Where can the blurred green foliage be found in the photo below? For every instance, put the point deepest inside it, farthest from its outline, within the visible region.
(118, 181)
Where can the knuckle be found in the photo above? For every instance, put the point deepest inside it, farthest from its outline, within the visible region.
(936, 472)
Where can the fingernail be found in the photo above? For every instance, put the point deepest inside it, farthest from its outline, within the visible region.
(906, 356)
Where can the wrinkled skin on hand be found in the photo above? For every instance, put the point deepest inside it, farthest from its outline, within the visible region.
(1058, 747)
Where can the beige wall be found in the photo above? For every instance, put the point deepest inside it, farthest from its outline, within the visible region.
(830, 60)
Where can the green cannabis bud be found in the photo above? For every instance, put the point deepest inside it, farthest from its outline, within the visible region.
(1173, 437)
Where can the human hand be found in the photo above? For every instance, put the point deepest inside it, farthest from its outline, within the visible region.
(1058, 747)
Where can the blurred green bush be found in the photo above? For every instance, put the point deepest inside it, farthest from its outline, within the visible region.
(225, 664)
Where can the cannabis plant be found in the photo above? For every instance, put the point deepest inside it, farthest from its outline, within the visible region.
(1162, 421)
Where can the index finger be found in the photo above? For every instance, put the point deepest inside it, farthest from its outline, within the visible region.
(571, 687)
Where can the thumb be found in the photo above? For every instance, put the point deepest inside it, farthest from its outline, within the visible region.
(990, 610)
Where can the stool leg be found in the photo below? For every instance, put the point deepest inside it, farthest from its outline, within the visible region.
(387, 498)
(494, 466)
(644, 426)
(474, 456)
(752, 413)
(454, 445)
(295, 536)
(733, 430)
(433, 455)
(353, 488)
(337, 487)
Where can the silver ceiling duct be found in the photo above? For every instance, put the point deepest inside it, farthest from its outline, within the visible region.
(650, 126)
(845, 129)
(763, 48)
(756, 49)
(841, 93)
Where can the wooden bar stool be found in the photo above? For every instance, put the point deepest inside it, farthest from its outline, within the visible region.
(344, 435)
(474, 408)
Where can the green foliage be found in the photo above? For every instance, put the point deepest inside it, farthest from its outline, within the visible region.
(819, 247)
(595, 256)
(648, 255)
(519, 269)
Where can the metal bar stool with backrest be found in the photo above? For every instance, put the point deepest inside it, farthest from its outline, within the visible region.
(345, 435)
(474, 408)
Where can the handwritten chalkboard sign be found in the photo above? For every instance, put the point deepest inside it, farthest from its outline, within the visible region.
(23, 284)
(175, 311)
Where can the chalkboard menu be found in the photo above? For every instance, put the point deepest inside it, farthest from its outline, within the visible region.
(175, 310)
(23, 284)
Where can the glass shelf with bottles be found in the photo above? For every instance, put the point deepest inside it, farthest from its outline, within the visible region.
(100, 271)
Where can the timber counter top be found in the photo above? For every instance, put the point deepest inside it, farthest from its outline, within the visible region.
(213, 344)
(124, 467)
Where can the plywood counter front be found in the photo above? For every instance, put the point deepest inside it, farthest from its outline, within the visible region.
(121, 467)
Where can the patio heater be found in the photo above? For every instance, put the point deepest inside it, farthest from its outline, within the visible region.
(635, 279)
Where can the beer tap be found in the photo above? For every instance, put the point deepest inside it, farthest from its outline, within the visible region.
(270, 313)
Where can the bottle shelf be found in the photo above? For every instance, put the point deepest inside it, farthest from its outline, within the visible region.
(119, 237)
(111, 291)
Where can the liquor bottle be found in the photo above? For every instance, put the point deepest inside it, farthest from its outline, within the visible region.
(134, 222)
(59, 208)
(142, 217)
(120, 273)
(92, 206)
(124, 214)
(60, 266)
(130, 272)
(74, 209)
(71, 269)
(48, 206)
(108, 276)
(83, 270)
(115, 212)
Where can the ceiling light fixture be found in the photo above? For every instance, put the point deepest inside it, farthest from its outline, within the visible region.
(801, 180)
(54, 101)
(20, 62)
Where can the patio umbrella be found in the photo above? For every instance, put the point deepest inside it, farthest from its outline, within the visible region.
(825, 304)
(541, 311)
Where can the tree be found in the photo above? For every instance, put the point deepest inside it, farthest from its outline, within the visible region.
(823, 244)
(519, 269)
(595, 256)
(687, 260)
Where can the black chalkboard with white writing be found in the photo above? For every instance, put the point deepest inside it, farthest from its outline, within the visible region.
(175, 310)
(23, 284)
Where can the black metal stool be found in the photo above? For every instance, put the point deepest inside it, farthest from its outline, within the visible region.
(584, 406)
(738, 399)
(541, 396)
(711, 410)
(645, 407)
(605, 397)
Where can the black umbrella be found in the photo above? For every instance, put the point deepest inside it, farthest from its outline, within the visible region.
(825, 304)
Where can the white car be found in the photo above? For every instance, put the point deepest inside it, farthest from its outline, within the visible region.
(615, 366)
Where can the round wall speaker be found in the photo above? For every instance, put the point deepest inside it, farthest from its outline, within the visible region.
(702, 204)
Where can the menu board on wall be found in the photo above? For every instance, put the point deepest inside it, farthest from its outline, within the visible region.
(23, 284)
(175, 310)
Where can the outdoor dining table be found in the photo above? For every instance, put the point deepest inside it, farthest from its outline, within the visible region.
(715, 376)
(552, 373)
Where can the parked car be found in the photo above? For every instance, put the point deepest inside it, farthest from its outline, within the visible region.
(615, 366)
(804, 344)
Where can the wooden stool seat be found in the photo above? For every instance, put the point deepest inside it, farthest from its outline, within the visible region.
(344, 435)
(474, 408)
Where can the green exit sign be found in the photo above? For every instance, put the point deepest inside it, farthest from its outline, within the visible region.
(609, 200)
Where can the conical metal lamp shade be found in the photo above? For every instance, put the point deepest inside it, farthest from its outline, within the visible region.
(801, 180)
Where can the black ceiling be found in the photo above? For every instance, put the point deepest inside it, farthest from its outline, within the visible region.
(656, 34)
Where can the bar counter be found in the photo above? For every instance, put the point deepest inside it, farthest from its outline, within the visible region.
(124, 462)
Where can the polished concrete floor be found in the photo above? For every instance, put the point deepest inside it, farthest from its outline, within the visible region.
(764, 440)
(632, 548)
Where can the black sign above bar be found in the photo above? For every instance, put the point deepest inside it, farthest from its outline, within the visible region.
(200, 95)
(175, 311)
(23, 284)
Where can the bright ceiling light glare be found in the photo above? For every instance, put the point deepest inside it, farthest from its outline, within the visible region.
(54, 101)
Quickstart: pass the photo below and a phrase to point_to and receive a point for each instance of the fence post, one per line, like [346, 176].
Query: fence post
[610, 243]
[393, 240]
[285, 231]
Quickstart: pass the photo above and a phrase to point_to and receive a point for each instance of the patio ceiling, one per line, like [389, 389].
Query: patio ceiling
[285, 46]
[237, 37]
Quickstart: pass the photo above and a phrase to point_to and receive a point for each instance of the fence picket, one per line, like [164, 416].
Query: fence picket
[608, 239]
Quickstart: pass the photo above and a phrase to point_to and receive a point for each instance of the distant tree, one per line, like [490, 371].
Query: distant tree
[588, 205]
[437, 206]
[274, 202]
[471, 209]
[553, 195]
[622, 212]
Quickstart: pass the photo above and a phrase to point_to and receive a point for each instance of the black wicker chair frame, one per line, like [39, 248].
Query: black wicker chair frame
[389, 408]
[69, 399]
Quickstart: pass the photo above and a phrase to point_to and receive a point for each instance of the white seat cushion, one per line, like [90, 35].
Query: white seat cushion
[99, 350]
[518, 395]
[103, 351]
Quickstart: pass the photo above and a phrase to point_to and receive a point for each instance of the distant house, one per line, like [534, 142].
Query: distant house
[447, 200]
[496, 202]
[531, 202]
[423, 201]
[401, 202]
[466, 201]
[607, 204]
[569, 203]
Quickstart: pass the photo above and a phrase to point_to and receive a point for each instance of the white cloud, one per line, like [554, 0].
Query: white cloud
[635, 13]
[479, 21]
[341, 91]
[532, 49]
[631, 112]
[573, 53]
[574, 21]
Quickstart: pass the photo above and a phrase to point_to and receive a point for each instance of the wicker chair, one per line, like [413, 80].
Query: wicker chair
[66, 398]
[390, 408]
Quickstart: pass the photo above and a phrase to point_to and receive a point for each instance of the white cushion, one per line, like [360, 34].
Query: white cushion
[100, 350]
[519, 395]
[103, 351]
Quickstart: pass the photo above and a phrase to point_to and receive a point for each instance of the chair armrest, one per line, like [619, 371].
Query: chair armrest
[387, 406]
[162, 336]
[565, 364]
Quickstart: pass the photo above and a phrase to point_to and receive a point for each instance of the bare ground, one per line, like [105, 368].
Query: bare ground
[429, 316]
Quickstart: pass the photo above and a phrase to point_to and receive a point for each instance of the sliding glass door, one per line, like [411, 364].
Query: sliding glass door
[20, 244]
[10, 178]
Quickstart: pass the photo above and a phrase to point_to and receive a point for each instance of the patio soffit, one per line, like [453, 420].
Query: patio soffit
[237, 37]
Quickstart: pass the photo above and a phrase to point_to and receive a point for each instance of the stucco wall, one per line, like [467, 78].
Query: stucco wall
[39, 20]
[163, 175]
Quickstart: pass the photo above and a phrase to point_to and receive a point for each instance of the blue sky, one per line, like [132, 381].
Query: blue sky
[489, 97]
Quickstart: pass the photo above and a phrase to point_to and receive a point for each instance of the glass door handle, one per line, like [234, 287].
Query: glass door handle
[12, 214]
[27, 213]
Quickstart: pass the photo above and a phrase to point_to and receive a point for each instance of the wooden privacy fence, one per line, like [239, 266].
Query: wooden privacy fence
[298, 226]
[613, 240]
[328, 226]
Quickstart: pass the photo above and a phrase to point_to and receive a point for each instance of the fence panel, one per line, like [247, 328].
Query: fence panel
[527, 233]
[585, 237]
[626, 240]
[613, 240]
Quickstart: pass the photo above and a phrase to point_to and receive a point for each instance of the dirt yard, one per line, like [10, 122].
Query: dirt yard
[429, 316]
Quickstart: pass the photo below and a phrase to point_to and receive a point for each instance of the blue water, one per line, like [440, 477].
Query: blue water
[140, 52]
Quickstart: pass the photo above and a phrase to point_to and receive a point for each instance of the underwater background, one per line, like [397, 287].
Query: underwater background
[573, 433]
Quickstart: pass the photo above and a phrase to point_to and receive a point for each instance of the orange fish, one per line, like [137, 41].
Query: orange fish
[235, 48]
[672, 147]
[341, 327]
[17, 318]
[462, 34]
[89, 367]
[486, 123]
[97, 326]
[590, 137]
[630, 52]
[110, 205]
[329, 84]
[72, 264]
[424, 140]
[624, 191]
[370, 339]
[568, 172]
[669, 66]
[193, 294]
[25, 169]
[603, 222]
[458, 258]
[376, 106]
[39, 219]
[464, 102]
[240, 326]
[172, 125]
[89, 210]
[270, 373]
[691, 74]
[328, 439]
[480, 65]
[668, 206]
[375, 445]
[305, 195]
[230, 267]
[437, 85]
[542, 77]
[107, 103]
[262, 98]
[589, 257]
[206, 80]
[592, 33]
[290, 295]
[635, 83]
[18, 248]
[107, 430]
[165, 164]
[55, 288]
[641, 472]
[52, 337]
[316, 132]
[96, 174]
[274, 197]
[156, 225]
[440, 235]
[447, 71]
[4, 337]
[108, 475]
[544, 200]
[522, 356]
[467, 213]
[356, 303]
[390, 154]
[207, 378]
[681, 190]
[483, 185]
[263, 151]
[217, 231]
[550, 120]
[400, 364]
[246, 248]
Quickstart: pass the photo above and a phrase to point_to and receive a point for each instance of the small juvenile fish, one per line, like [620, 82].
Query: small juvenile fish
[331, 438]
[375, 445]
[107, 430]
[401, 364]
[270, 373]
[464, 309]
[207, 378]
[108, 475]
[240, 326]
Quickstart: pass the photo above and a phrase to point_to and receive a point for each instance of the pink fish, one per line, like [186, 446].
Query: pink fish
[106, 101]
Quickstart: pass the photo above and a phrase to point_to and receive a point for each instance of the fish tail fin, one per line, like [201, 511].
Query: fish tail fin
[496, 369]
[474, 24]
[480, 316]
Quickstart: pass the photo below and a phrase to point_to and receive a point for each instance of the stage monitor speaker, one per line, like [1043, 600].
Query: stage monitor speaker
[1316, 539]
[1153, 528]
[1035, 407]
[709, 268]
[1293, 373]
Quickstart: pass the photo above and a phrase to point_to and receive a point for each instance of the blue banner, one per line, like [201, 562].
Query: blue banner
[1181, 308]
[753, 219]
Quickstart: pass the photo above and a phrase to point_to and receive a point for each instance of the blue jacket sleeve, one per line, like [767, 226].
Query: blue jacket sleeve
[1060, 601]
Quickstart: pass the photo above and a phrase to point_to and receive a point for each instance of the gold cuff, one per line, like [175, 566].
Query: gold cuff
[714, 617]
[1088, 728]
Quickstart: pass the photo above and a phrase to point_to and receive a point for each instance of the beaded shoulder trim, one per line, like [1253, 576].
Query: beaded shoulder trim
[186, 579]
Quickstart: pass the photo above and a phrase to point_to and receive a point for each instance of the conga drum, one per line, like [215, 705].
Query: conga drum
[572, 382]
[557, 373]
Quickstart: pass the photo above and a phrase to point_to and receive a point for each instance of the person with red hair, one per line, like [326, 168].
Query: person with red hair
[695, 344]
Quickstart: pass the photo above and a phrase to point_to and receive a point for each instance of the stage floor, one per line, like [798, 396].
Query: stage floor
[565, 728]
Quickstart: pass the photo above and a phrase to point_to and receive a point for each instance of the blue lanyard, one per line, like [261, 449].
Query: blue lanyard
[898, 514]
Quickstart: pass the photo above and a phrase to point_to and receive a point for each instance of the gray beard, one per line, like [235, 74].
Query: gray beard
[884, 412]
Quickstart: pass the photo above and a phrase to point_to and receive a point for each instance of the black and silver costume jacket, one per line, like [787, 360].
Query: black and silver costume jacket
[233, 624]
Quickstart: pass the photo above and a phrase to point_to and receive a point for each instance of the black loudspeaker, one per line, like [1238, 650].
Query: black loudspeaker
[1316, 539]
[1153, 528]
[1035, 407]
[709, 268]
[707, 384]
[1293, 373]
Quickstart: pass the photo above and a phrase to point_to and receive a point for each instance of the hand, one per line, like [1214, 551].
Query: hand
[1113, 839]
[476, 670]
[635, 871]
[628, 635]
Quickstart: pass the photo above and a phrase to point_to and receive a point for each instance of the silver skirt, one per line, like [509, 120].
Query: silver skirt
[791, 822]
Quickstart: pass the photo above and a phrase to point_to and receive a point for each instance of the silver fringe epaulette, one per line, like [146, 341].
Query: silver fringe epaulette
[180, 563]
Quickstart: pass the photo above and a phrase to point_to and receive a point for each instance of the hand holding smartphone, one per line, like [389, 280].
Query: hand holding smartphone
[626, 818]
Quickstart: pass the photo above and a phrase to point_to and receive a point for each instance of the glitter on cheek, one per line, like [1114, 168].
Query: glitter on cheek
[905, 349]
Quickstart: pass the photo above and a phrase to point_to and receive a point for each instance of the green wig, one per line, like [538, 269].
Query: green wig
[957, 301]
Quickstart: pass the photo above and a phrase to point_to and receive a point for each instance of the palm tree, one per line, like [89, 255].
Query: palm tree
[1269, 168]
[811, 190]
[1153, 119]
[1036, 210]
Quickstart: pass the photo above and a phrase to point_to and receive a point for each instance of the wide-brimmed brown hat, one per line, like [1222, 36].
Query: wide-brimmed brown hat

* _About this exercise_
Show every line of the listing in which the string "brown" can be found.

* _Exercise response_
Quickstart: pass the photo above and a phrase to point_to and receive a point for each instance of the wide-brimmed brown hat, one per line, like [1222, 36].
Query: wide-brimmed brown hat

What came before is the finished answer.